"Poll Finds Support Slumping for Health Law," blares the top headline on page A4 of Thursday's edition of the Wall Street Journal. "Americans' unease with President Barack Obama's health-care law has intensified," staff writers Patrick O'Connor and Louise Radnofsky noted, and that "just as the administration is gearing up to persuade people to sign up for some of its major provisions" according to a poll commissioned by the Journal and NBC News.
Among other things the poll found "the number calling [ObamaCare] a bad idea reached a high of 49%... with 43% 'strongly' holding that view" and double the number of poll respondents (38 percent to 19 percent) believing they will prove "worse off" under ObamaCare's implementation rather than "better off." Sure enough, however, NBC News elected to leave out those damning statistics from Thursday's edition of the Today morning show program.
What's more, NBC News chief White House correspondent and host of MSNBC's Daily Rundown elected to leave out the health care numbers until tomorrow's edition of the 9 a.m. political news program, even as Todd devoted significant time during an item in the "First Read" segment to note positive poll numbers for Obama's pushes for immigration reform and more gun control:
[I]n our new poll, we have this finding: a slight majority, 52 percent, say they still favor a proposed pathway to allow undocumented immigrants to become U.S. citizens. Now this is a drop from our April poll when 64 percent said they supported this pathway. But a note of caution, the wording in our question changed.

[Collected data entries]
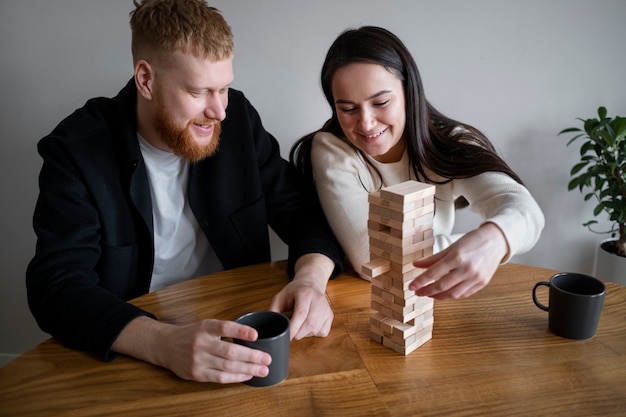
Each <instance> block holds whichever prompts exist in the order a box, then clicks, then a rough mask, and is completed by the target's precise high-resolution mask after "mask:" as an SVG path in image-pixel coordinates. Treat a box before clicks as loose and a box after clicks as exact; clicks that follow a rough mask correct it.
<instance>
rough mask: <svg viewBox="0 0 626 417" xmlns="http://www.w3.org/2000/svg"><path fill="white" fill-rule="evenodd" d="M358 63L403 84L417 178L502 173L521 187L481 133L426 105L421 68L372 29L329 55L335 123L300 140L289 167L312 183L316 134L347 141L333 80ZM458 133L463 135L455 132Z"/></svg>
mask: <svg viewBox="0 0 626 417" xmlns="http://www.w3.org/2000/svg"><path fill="white" fill-rule="evenodd" d="M355 62H363V63H373V64H378V65H382V66H383V67H384V68H386V69H387V70H388V71H391V72H393V73H394V74H395V75H396V76H398V78H399V79H400V80H401V81H402V84H403V87H404V94H405V103H406V105H405V106H406V110H405V111H406V126H405V129H404V136H403V137H404V140H405V142H406V147H407V152H408V157H409V161H410V164H411V168H412V170H413V173H414V174H415V177H416V178H418V179H419V180H421V181H426V182H430V183H442V182H441V181H435V180H434V179H433V178H429V177H428V175H427V174H426V172H425V170H424V168H428V169H430V170H431V171H432V172H434V173H435V174H437V175H439V176H441V177H444V178H446V179H447V180H445V181H443V183H445V182H449V181H451V180H452V179H455V178H469V177H473V176H475V175H478V174H481V173H484V172H487V171H499V172H503V173H505V174H507V175H509V176H510V177H511V178H513V179H514V180H515V181H517V182H519V183H520V184H521V183H522V181H521V179H520V178H519V177H518V176H517V174H515V172H513V170H512V169H511V168H510V167H509V166H508V165H507V163H506V162H505V161H504V160H503V159H502V158H501V157H500V156H498V154H497V152H496V150H495V148H494V147H493V145H492V144H491V142H490V141H489V140H488V139H487V137H486V136H485V135H484V134H483V133H482V132H480V131H479V130H478V129H476V128H474V127H473V126H470V125H467V124H464V123H460V122H458V121H456V120H453V119H450V118H448V117H446V116H444V115H443V114H442V113H440V112H439V111H438V110H437V109H435V108H434V107H433V106H432V105H431V104H430V103H429V102H428V101H427V100H426V97H425V95H424V88H423V86H422V80H421V77H420V75H419V71H418V69H417V65H416V64H415V61H414V60H413V57H412V56H411V54H410V53H409V51H408V49H407V48H406V46H405V45H404V44H403V43H402V41H401V40H400V39H399V38H398V37H397V36H395V35H394V34H393V33H391V32H389V31H388V30H386V29H383V28H379V27H373V26H364V27H361V28H359V29H351V30H347V31H345V32H343V33H342V34H341V35H340V36H339V37H338V38H337V39H336V40H335V42H334V43H333V44H332V45H331V47H330V49H329V50H328V54H327V55H326V59H325V61H324V65H323V66H322V73H321V84H322V89H323V91H324V95H325V96H326V100H327V101H328V104H329V105H330V108H331V109H332V117H331V118H330V119H329V120H328V121H326V123H324V125H323V126H322V128H321V129H319V130H317V131H315V132H312V133H310V134H308V135H306V136H304V137H303V138H301V139H299V140H298V141H297V142H296V143H295V144H294V146H293V147H292V148H291V151H290V153H289V160H290V161H291V163H292V164H294V165H295V166H296V168H298V169H299V170H300V171H301V172H302V173H303V174H304V175H305V176H306V177H307V178H308V179H309V180H311V181H313V173H312V166H311V146H312V141H313V137H314V136H315V134H316V133H317V132H320V131H324V132H330V133H332V134H334V135H336V136H338V137H344V134H343V131H342V129H341V126H340V125H339V120H338V118H337V110H336V108H335V100H334V98H333V94H332V89H331V86H332V79H333V76H334V74H335V72H336V71H337V70H338V69H339V68H341V67H343V66H346V65H348V64H352V63H355ZM459 127H462V128H463V129H457V128H459ZM455 129H456V130H455ZM355 149H356V147H355ZM357 151H359V152H360V150H358V149H357ZM364 160H366V161H367V159H366V158H364Z"/></svg>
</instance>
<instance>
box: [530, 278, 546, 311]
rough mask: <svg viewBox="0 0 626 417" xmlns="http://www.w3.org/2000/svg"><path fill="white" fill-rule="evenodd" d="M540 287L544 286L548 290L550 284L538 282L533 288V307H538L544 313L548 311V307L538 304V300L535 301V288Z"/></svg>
mask: <svg viewBox="0 0 626 417" xmlns="http://www.w3.org/2000/svg"><path fill="white" fill-rule="evenodd" d="M541 285H545V286H546V287H548V288H550V283H549V282H548V281H539V282H538V283H536V284H535V286H534V287H533V301H534V302H535V305H536V306H537V307H539V308H540V309H542V310H544V311H550V309H549V308H548V307H546V306H544V305H543V304H541V303H540V302H539V300H537V294H536V291H537V288H539V286H541Z"/></svg>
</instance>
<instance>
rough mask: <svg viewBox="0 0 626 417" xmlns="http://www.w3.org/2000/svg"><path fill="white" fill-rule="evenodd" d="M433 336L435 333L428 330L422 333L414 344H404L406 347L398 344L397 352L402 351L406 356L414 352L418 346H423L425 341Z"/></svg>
mask: <svg viewBox="0 0 626 417" xmlns="http://www.w3.org/2000/svg"><path fill="white" fill-rule="evenodd" d="M432 338H433V333H432V330H431V331H430V332H427V333H425V334H424V335H422V336H421V337H420V338H418V339H416V340H415V342H414V343H413V344H412V345H409V346H404V347H401V346H398V349H397V350H396V352H398V353H401V354H403V355H404V356H406V355H408V354H409V353H411V352H413V351H414V350H415V349H417V348H418V347H420V346H422V345H423V344H424V343H426V342H428V341H429V340H430V339H432Z"/></svg>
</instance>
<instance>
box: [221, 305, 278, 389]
mask: <svg viewBox="0 0 626 417" xmlns="http://www.w3.org/2000/svg"><path fill="white" fill-rule="evenodd" d="M235 321H236V322H237V323H240V324H245V325H246V326H250V327H252V328H254V329H256V331H257V332H258V334H259V337H258V338H257V340H255V341H254V342H250V341H247V340H241V339H233V342H235V343H237V344H240V345H243V346H248V347H250V348H252V349H258V350H262V351H264V352H267V353H269V354H270V356H271V357H272V363H270V366H269V374H268V375H267V376H266V377H264V378H260V377H253V378H252V379H250V380H248V381H245V384H248V385H252V386H255V387H269V386H270V385H275V384H278V383H279V382H281V381H282V380H284V379H285V378H286V377H287V373H288V371H289V347H290V337H289V319H288V318H287V316H285V315H283V314H280V313H276V312H274V311H253V312H251V313H247V314H244V315H243V316H241V317H239V318H237V319H236V320H235Z"/></svg>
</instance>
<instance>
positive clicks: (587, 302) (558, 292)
mask: <svg viewBox="0 0 626 417" xmlns="http://www.w3.org/2000/svg"><path fill="white" fill-rule="evenodd" d="M540 286H546V287H548V288H549V294H548V302H549V305H548V306H545V305H543V304H541V303H540V302H539V300H537V294H536V292H537V288H539V287H540ZM605 293H606V287H605V285H604V283H603V282H602V281H600V280H599V279H596V278H593V277H590V276H588V275H584V274H578V273H574V272H562V273H559V274H556V275H553V276H552V277H551V278H550V282H547V281H540V282H538V283H536V284H535V286H534V287H533V301H534V303H535V304H536V305H537V307H539V308H540V309H542V310H545V311H547V312H548V327H549V328H550V330H551V331H552V332H553V333H554V334H556V335H558V336H561V337H566V338H568V339H578V340H582V339H589V338H591V337H593V336H594V335H595V333H596V329H597V327H598V321H599V320H600V313H601V312H602V305H603V304H604V295H605Z"/></svg>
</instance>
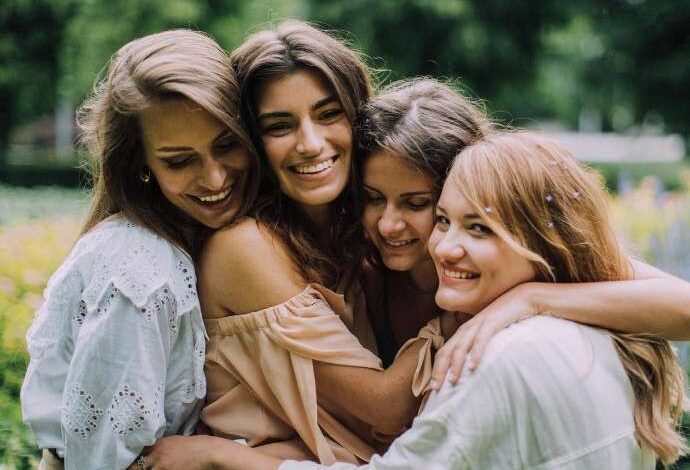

ACTIVITY LIST
[A] In the health-law poll article, what share of respondents called the law a bad idea?
[B] Why does the health-law poll article say to be cautious when comparing the 52 percent support for a pathway to citizenship with the 64 percent from April?
[C] Pick up the health-law poll article after its final sentence and keep writing.
The rows above have no role in what is asked here.

LIST OF ANSWERS
[A] 49 percent called it a bad idea.

[B] The wording of the poll question changed between April and the new poll, so the two results do not measure exactly the same thing.

[C]
In April we asked, "There is a proposal to create a pathway to citizenship that would allow foreigners who have jobs [emphasis Todd's] but are staying illegally in the United States the opportunity to eventually become legal American citizens."
In our new poll, we excluded the words "who have jobs." Our pollsters believe it's significant that a majority still backs the pathway even after the language changes.
Also, more importantly, when told that the proposed pathway to citizenship includes requirements to pay fines, back taxes, and pass a background check, the percentage favoring it jumps to 65 percent, including a majority of Republicans, 58 percent.
Now, this is all down 11 points from where the number was two months ago. But again, there was a language change. That said, when we asked the basic question about whether folks would be upset or not if immigration reform passes, the public was split right down the middle, 47-47. A majority of Republicans said they would not be upset if it didn't pass, 53 percent.
And more Americans say they'd be upset if Congress failed to pass background checks on gun sales this session rather than immigration. But, intensity matters, and there's just more intensity on the issue of guns than on immigration.
While 21 percent said they would be very upset if Congress doesn't pass immigration legislation, compare that to the 34 percent who said they would be very upset if Congress doesn't pass a background check law.
Bottom line, the immigration debate isn't as highly charged as the gun debate, that we know.
One more thing. While Washington haggles over the details of a comprehensive immigration bill, immigration policy is being made in states.
On Wednesday, Colorado became the eighth state to grant driver's licenses to illegal immigrants. That follows a decision by Florida governor Rick Scott on Tuesday to veto a measure that would have allowed pretty much the same thing in Florida. Young immigrants who are living in the U.S. illegally, so called Dreamers, to apply for a temporary driver's license in his state.
What's interesting there, is that he vetoed a bill that was passed with overwhelming Republican support in both the State House and the State Senate.
We're going to have even more new poll numbers for you tomorrow, including what's going on on the issue of health care.
It remains to be seen how exactly Todd will cover, and accordingly spin, the ObamaCare poll numbers tomorrow. But it's pretty obvious that Todd and his producers had the relevant information this morning and could have gone to air with it.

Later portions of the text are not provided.